-- Opening Marker --

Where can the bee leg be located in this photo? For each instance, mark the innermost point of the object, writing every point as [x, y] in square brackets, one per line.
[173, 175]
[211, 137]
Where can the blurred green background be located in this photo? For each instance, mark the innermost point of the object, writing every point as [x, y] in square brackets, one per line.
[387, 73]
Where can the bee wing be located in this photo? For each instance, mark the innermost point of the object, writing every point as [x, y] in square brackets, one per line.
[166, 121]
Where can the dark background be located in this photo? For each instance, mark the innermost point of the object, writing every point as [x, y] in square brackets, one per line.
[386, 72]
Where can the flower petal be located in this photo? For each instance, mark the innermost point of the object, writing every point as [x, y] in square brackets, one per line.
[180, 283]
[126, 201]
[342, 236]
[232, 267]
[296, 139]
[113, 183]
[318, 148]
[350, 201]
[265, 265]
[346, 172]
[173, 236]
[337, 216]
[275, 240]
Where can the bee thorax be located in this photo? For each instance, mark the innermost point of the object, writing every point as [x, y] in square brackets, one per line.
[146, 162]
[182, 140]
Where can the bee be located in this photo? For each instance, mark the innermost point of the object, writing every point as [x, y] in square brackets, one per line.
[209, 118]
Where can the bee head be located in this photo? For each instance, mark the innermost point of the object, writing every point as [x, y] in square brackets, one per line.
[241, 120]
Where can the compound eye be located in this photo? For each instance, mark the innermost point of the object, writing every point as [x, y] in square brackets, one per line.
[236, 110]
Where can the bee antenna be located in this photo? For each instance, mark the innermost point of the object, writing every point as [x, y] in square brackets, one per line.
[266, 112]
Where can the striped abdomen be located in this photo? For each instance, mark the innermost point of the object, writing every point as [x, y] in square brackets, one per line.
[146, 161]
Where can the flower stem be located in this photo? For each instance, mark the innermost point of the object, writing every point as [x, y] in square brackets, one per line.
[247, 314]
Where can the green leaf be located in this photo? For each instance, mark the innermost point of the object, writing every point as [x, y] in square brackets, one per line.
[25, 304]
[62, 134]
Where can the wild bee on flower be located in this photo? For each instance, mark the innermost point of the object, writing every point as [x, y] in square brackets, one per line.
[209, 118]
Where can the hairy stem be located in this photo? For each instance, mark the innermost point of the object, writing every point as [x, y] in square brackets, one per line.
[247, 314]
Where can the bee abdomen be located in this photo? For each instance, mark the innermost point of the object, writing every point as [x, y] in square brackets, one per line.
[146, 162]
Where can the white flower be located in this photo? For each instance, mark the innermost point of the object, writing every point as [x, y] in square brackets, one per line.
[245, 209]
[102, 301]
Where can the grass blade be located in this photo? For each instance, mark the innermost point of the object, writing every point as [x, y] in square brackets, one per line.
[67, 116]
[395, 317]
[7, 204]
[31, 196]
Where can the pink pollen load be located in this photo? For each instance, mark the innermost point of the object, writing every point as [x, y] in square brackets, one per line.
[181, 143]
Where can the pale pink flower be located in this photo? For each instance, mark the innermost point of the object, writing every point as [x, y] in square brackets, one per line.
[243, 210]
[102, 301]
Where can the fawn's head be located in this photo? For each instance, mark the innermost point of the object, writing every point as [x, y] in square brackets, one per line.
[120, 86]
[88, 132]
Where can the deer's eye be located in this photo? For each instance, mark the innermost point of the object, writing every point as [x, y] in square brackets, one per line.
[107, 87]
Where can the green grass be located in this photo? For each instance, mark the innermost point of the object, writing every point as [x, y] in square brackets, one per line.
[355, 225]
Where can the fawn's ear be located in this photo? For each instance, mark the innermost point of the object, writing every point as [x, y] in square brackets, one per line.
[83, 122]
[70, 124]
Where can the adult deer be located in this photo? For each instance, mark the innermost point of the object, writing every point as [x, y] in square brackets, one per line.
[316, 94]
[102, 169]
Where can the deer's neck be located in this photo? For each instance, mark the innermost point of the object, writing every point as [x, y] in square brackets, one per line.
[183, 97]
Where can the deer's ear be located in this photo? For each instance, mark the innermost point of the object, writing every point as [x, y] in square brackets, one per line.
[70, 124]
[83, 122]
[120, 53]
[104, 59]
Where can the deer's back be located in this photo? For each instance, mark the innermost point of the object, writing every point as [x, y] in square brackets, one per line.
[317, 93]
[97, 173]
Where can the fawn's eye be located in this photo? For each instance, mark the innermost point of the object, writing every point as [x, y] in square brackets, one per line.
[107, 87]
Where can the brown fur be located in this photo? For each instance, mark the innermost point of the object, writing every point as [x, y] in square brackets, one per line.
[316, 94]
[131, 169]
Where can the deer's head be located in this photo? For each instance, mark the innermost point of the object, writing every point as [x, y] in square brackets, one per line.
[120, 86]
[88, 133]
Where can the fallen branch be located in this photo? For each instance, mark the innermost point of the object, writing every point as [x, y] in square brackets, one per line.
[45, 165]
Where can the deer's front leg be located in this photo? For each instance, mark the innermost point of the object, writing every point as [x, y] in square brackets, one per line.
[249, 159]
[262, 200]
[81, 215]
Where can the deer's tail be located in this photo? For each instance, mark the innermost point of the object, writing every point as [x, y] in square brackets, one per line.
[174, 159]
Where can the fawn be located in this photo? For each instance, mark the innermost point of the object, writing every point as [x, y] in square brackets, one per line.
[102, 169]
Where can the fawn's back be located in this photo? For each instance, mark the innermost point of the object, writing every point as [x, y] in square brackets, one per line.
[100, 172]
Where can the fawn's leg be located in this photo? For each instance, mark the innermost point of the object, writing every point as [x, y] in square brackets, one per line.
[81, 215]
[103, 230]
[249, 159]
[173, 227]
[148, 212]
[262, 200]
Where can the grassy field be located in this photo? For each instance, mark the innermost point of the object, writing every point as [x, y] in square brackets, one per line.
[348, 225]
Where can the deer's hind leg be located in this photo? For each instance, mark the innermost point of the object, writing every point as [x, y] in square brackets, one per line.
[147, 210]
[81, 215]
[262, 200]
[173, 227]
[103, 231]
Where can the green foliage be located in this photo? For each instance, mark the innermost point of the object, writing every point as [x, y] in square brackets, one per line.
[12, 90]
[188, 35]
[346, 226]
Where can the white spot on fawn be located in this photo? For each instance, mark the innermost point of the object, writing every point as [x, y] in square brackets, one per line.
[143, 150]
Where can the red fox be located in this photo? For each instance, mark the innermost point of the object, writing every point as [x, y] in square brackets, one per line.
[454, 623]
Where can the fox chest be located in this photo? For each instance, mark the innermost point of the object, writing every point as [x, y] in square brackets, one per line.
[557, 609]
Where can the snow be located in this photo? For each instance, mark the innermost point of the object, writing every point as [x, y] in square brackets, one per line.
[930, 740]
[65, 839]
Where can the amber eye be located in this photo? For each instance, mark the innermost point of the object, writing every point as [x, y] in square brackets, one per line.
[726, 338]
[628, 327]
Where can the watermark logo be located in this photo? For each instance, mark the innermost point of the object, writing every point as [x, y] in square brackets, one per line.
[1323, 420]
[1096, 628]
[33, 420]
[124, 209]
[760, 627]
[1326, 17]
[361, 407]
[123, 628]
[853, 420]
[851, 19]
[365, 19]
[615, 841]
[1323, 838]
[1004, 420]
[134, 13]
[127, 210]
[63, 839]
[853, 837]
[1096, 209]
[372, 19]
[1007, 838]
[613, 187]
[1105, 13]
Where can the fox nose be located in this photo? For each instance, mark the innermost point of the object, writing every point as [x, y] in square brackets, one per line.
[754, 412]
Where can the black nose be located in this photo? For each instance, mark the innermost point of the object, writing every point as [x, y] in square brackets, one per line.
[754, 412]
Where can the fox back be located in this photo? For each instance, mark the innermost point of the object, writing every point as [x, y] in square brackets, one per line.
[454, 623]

-- Closing Marker --

ABOUT THIS EXERCISE:
For each line in the data, set it down again exactly.

YOUR SOLUTION:
Where can the bee leg be located in this photo? For each instance, mark the innermost point of the object, writing every point as [x, y] in square brackets, one per line.
[173, 175]
[211, 137]
Where can the blurred green background be located in this photo? For each instance, mark the innermost point of the object, writing every point as [x, y] in square brackets, one per line.
[387, 73]
Where can the bee wing be located in this photo? For each instance, mark the innermost point of the object, writing every point as [x, y] in square brackets, one per line.
[166, 121]
Where can the dark background be located in this photo? For each instance, mark the innermost point of the object, writing every point as [x, y] in square brackets, one per line.
[386, 72]
Where can the flower petal be located in this photo? For each instance, mark the innermost point of the object, writing every point as [x, y] in square brackets, one per line.
[180, 283]
[126, 201]
[342, 236]
[232, 267]
[296, 139]
[113, 183]
[318, 148]
[350, 201]
[265, 265]
[346, 172]
[173, 236]
[337, 216]
[275, 240]
Where can the bee thorax be located in this photo? For each instance, mark the innermost point of the object, writing every point as [x, y] in square brackets, one per line.
[146, 162]
[182, 140]
Where can the bee be located in this photo? For each instance, mark the innermost point of the object, writing every point as [x, y] in square brackets, one per line.
[209, 118]
Where can the bee head be located in this photo? For each instance, mark the innermost point of the object, writing every point as [x, y] in square brackets, one per line.
[241, 120]
Where can the compound eye be located in this photo? For each instance, mark the innermost point of the object, writing every point as [x, y] in square brackets, one per line.
[236, 110]
Where can the bee antenna be located in this photo? For each instance, mark the innermost point of the object, writing every point as [x, y] in square brackets, one per line.
[266, 112]
Where can the striped abdomen be located in this photo? For each instance, mark the innermost point of the object, writing every point as [x, y] in square brackets, one per line.
[146, 161]
Where can the flower stem be located in this photo? For each instance, mark the innermost point of the object, writing every point as [x, y] in square brackets, one per line.
[247, 314]
Where can the green leaf be located in this photo? For each instance, mark the innermost point of the object, writing every point as [x, y] in square brackets, one per line.
[25, 304]
[62, 134]
Where can the wild bee on flower be located in this photo? For each instance, mark the innermost point of the object, writing every point as [x, y] in square brackets, one per line.
[209, 118]
Where can the hairy stem be located in this photo? For each instance, mark the innermost point of the object, writing every point as [x, y] in square brackets, one per line.
[247, 314]
Where can the bee abdomen be located in this photo? For each instance, mark the innermost point of the object, writing every point as [x, y] in square brackets, one per line.
[146, 162]
Where can the white flower be located in this photo? For each instance, mark the innermost point of the object, writing every point as [x, y] in square brackets, one per line.
[245, 209]
[102, 301]
Where can the grass blade be located in this photo? For each instance, mark the innermost point of the object, writing every point as [x, y] in square brackets, one per line.
[67, 116]
[395, 317]
[7, 204]
[31, 196]
Where can the pink pollen load be located in this photo? For each instance, mark the innermost point of the object, writing every point as [x, y] in square brackets, one per line.
[181, 143]
Where can the pale pink flower be located in this photo? For each instance, mark the innermost point of the object, writing every point as [x, y] in square brackets, one per line.
[243, 210]
[102, 301]
Where can the fawn's head be located in this photo? For each instance, mark the innermost point of the object, writing every point as [x, y] in square brackets, one per line.
[120, 86]
[88, 132]
Where can the deer's eye be located in this photo? For each instance, mark the innermost point of the object, writing every point as [x, y] in square brackets, one per line.
[107, 87]
Where can the green grass be located in this photo? For each instance, mark the innermost point of the object, writing every point as [x, y] in square brackets, one per line.
[355, 225]
Where can the fawn's ear be located in this photo? For each instance, mark the innermost point of the object, writing every point as [x, y] in square brackets, one per line.
[83, 122]
[70, 124]
Where can the adult deer be located in this photo? For each instance, mark the innermost point of the object, writing every point as [x, y] in square brackets, one per line.
[316, 94]
[102, 169]
Where can the deer's neck be located in this photo? For each instance, mark the innermost point of the object, writing every point as [x, y] in square brackets, one per line.
[183, 97]
Where can the deer's ear be located in this photo? For each instance, mark the innermost point of the object, writing every point as [x, y] in square brackets, one per line.
[70, 124]
[83, 122]
[120, 53]
[104, 59]
Where can the deer's back be located in this photo? For each instance, mark the innermost point of the object, writing every point as [x, y] in square brackets, one per line.
[317, 93]
[97, 173]
Where can the fawn's eye be located in this photo? For each instance, mark the innermost point of the object, writing every point as [x, y] in square brackets, one per line.
[107, 87]
Where can the brown fur be located in this photo? For each instance, mark the innermost point of the object, writing every point as [x, y] in square brackets, one per line.
[316, 94]
[131, 169]
Where can the deer's head be located in this photo? For each instance, mark the innermost point of the object, writing every point as [x, y] in square brackets, one per line.
[120, 86]
[88, 133]
Where can the fallen branch be located in this photo? For each instance, mark the innermost point of the object, writing every point as [x, y] in square brackets, one per line.
[45, 165]
Where can the deer's front leg be located in this photo? For each instance, mark the innermost point of the object, writing every point as [x, y] in square brackets, one per line.
[249, 159]
[262, 200]
[81, 215]
Where can the deer's tail be located in this photo? For each instance, mark the innermost point of the object, writing every point as [x, y] in square brackets, one per line.
[174, 159]
Where can the fawn be located in this photo? For each instance, mark the innermost point of the object, writing every point as [x, y] in square brackets, one per line.
[102, 169]
Where can the fawn's back be located in this photo? For each instance, mark the innermost point of the object, writing every point as [x, y] in square brackets, one per line.
[100, 172]
Where can the fawn's leg be located in this photo? For each instance, mark the innermost point of the object, writing every point as [x, y] in square brackets, one per line.
[81, 215]
[103, 230]
[249, 159]
[173, 227]
[148, 212]
[262, 200]
Where can the grassy field be located in this photo? For each instance, mark the innermost point of the object, writing every point as [x, y] in square brackets, one per line.
[348, 225]
Where can the deer's hind leg be located in this photo? For each instance, mark the innermost point of the object, writing every point as [x, y] in square brackets, one per line.
[147, 210]
[81, 215]
[262, 200]
[173, 227]
[103, 231]
Where can the green foliage be located in this photo? For each instance, mark the innermost point of the object, writing every point as [x, y] in square brackets, one per line.
[12, 90]
[188, 35]
[346, 226]
Where can the white spot on fawn be located in this photo? For each instance, mark the innermost point of the object, writing every point as [x, y] in square brackets, one per line.
[143, 150]
Where can the red fox be located in this photo? For each instance, mark the innermost point of the object, writing every point as [x, y] in square brackets, one per line.
[454, 623]
Where can the fox chest be located in this photo? For each instance, mark the innermost point of the object, writing every point as [x, y] in square brackets, one per line.
[557, 609]
Where can the snow be located in this photo? For each instance, mark the innermost point of the object, writing every point as [x, y] in square brackets, one per line.
[930, 740]
[65, 839]
Where can the amber eye be located in this photo? For each instance, mark the innermost point of the object, writing every point as [x, y] in square brackets, one per line.
[726, 338]
[628, 327]
Where can the watermark logo be located in this photo? For each instance, mark the innermost point of the object, writing every point as [x, y] in square brackets, one per line.
[1323, 420]
[1096, 628]
[33, 420]
[124, 209]
[760, 627]
[1326, 17]
[361, 407]
[123, 628]
[853, 420]
[851, 19]
[365, 19]
[615, 841]
[1323, 838]
[1004, 420]
[134, 13]
[127, 210]
[63, 839]
[853, 837]
[1096, 209]
[372, 19]
[1007, 838]
[613, 187]
[1105, 13]
Where can the fox nose be located in this photo? For each instance, mark the innermost point of the object, writing every point as [x, y] in square brackets, one per line.
[754, 412]
Where can the black nose be located in this photo? For each instance, mark the innermost point of the object, writing every point as [x, y] in square brackets, one per line.
[754, 412]
Where can the fox back be located in this photo? For each instance, mark the innermost point of the object, writing every point as [x, y] in square brackets, one per line.
[454, 623]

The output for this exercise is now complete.